Data shown below:

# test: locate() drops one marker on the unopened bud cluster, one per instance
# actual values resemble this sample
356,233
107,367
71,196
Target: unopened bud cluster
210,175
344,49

End of Data shown.

▶ [What you will do] Repeat the data precisely, line by line.

▶ [Answer to this problem]
# test: locate() drops one marker on the unopened bud cluster, one per instance
# actual values resemble this sample
356,233
107,367
71,196
Target: unopened bud cluster
210,175
344,49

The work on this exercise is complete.